**Data for the task:**
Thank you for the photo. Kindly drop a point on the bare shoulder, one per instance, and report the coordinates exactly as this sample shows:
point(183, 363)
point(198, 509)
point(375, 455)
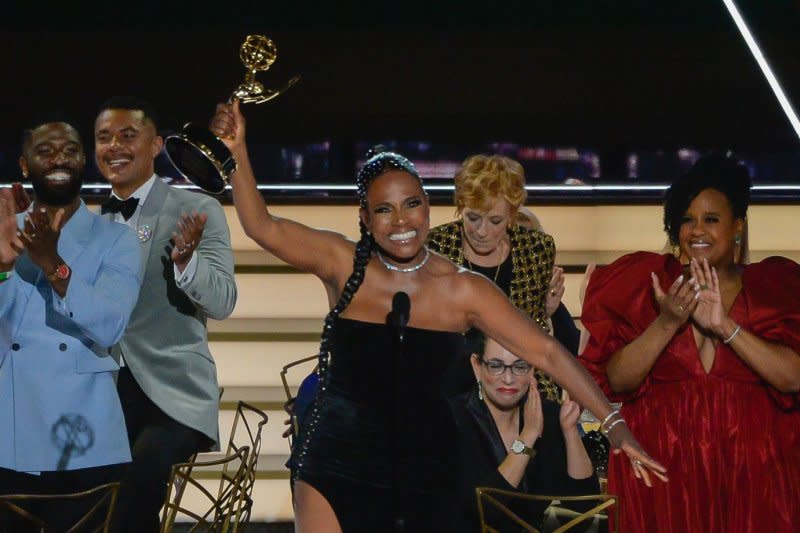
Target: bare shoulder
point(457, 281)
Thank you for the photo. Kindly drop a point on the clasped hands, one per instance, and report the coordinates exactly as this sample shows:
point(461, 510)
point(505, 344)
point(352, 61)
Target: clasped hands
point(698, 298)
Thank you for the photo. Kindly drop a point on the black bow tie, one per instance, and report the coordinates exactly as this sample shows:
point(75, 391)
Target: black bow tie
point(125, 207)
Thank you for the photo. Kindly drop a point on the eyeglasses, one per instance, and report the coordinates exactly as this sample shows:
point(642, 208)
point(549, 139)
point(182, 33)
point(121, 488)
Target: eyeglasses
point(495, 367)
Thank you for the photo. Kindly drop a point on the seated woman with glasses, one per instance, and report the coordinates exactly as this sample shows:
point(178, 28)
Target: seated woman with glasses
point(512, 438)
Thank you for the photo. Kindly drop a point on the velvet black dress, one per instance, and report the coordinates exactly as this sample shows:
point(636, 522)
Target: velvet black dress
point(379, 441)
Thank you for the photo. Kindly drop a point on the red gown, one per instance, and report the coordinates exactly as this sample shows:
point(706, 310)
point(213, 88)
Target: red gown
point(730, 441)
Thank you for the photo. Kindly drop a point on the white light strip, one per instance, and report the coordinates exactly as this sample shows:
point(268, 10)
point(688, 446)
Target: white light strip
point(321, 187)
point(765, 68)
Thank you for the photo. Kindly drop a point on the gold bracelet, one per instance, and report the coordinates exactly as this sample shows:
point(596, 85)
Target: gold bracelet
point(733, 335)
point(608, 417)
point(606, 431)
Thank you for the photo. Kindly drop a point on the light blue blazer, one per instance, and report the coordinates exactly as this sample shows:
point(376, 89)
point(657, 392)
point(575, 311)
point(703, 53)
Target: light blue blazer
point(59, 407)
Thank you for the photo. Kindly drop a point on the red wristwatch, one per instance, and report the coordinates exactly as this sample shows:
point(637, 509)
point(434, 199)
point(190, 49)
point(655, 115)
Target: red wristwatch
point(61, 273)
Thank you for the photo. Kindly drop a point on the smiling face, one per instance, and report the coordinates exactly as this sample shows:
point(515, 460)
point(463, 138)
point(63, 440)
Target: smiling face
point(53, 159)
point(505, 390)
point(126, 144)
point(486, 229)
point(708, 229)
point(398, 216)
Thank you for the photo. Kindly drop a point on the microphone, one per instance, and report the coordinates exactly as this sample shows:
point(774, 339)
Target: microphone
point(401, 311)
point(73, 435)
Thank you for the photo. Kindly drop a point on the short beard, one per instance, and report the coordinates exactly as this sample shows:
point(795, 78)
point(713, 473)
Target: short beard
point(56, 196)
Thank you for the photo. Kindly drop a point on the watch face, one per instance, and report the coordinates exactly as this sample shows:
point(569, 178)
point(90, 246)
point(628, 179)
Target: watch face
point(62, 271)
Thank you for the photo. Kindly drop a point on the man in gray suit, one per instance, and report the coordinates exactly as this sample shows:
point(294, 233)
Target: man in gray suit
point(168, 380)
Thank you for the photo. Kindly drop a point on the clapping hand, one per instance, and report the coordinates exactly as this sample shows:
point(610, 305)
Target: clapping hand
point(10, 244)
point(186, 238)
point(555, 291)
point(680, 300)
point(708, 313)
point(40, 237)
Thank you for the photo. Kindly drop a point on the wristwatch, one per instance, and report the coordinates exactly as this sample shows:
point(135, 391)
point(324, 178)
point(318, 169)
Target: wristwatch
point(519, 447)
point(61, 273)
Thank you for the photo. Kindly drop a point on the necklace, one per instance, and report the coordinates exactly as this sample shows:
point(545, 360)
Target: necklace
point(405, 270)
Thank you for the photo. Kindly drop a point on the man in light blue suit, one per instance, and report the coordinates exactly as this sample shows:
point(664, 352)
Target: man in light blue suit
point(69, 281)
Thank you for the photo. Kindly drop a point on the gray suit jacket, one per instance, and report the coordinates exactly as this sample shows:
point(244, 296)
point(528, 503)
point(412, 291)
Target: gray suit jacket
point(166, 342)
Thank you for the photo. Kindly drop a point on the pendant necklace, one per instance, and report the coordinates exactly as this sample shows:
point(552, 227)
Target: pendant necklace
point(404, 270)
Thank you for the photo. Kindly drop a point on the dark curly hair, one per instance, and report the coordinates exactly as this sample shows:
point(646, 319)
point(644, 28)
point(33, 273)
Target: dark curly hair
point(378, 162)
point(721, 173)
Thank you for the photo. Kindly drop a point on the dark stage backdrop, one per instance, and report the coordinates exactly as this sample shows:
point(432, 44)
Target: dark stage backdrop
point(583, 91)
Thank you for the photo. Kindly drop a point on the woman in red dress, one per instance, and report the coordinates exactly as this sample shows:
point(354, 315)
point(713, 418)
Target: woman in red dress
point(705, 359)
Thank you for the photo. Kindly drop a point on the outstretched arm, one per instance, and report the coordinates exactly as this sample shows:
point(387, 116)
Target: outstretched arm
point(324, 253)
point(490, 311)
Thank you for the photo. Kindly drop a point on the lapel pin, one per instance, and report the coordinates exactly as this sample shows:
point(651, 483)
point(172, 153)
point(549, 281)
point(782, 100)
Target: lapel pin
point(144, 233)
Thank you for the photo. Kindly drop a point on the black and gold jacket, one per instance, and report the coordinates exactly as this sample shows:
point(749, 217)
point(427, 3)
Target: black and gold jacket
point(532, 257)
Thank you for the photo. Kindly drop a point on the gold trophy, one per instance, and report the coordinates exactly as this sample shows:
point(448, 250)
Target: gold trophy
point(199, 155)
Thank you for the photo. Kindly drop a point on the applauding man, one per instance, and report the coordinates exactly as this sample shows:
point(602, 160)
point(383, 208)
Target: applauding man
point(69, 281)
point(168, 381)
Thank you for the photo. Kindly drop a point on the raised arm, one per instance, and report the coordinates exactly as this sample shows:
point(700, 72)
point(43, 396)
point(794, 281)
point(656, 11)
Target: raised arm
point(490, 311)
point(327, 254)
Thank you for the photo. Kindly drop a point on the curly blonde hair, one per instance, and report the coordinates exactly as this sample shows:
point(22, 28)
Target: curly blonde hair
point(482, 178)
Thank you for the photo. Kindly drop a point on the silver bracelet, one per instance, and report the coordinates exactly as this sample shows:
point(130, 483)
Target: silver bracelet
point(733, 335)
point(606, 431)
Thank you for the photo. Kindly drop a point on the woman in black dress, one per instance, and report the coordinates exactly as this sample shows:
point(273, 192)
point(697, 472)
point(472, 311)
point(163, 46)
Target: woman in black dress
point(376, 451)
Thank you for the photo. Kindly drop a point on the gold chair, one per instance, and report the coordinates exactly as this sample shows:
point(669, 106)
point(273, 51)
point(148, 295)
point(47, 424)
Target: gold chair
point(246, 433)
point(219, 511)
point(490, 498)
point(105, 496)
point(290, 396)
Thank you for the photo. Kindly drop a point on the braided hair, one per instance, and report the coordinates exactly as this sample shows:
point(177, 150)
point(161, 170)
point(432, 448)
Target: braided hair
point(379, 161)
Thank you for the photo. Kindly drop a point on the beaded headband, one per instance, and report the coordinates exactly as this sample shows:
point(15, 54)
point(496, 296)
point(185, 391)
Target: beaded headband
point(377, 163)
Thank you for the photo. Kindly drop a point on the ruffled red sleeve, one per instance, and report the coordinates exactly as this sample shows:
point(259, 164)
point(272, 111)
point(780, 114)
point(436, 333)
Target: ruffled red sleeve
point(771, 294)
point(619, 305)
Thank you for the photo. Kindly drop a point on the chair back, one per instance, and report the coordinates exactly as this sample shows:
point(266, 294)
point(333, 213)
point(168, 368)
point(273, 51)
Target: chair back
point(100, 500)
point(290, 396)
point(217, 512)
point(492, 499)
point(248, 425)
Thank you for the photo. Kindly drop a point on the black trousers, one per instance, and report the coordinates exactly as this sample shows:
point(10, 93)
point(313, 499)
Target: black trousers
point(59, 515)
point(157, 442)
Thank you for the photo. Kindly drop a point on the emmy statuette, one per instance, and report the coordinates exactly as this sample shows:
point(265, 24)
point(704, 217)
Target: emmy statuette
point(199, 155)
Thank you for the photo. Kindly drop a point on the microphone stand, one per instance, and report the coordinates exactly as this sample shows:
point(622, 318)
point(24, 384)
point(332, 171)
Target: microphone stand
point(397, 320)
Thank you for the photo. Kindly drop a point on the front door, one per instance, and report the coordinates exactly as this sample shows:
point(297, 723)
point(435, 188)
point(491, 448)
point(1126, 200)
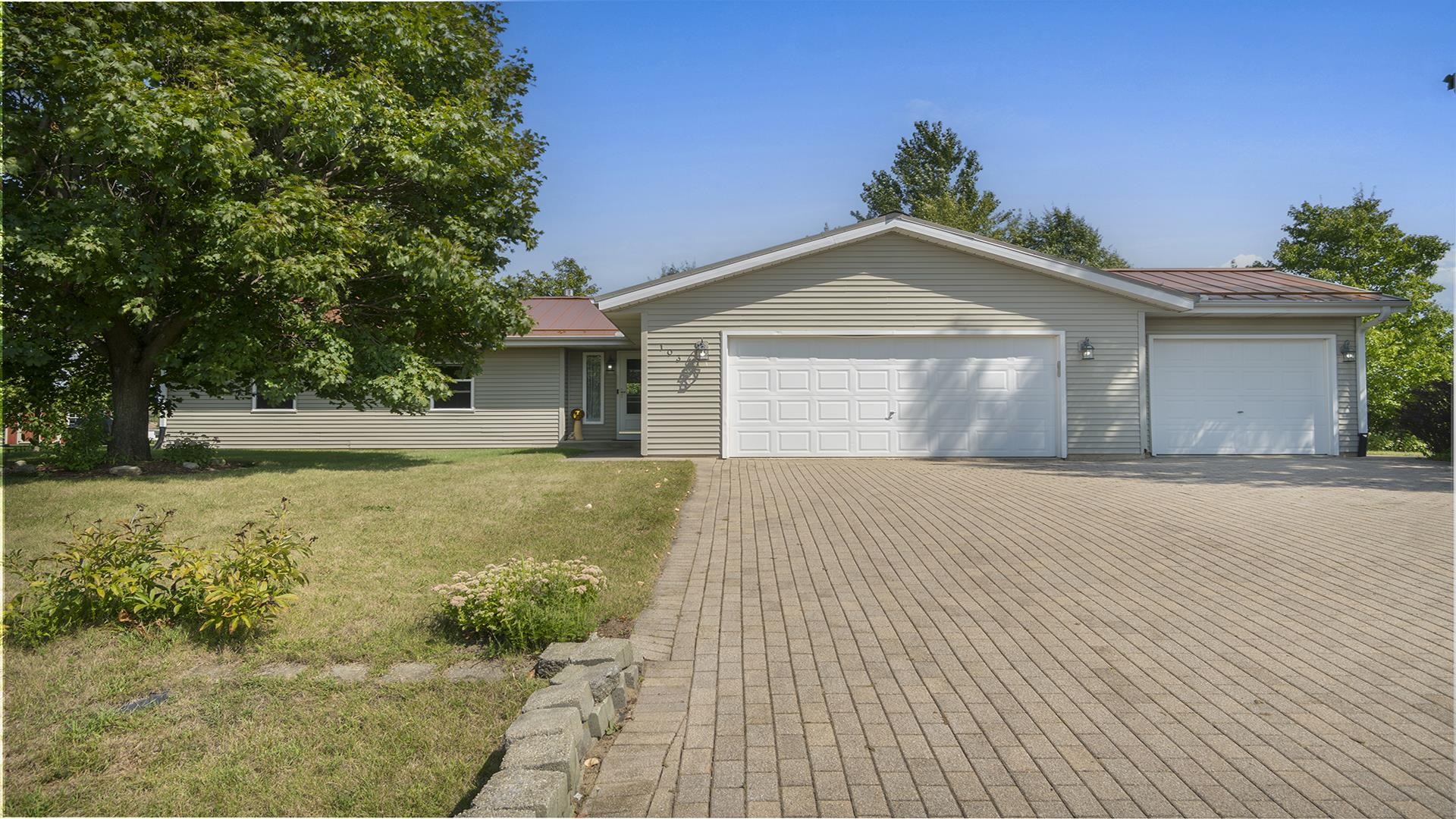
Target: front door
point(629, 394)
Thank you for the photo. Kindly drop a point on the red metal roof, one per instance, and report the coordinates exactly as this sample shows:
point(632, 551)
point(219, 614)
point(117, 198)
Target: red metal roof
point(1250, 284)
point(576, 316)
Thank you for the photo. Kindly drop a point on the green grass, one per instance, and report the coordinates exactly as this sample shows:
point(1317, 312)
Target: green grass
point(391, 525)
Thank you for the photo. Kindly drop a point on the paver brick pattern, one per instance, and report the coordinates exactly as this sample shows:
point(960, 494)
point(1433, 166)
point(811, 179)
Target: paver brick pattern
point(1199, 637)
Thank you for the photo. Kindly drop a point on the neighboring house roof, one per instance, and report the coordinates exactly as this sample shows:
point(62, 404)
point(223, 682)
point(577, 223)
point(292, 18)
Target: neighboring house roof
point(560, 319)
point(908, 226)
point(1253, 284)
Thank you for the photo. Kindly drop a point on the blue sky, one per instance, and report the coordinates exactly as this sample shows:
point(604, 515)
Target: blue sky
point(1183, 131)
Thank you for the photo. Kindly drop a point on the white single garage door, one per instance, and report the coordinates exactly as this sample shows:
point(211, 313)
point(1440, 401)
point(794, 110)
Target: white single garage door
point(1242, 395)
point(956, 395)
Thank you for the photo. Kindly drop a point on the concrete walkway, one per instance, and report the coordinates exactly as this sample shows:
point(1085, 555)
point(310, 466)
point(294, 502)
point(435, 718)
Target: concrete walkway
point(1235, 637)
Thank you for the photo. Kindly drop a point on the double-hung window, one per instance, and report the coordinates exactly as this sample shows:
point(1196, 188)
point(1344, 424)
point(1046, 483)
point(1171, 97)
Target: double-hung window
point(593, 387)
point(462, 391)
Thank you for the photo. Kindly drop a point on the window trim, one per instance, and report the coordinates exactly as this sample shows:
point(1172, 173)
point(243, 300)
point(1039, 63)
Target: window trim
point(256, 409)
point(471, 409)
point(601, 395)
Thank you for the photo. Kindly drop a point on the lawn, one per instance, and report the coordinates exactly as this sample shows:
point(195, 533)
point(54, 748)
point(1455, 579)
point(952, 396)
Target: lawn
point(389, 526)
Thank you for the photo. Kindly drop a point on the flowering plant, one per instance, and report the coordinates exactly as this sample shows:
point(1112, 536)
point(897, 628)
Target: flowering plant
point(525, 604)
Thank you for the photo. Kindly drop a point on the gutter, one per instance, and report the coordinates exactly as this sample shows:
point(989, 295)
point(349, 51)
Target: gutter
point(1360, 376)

**Task details:**
Write down, word for word, the lines above from the one containing "point(434, 199)" through the one containing "point(713, 473)", both ends included.

**Solution to this exercise:**
point(434, 199)
point(190, 49)
point(655, 115)
Target: red wristwatch
point(61, 273)
Thank you for the photo. Kindly drop a point on the smiling face, one per instance, and report the coordinates exactly as this sample shows:
point(515, 460)
point(463, 138)
point(63, 440)
Target: smiling face
point(53, 159)
point(505, 390)
point(126, 144)
point(486, 229)
point(708, 229)
point(398, 216)
Thank you for the photo. Kindly drop a point on the microphone, one per instance, and report the coordinates exactly as this sample shows:
point(774, 339)
Target: microphone
point(401, 311)
point(73, 435)
Thank you for the photo. Kindly drop a point on the short beard, one per instance, and report the coordinates exactly as this sample shows:
point(795, 78)
point(713, 473)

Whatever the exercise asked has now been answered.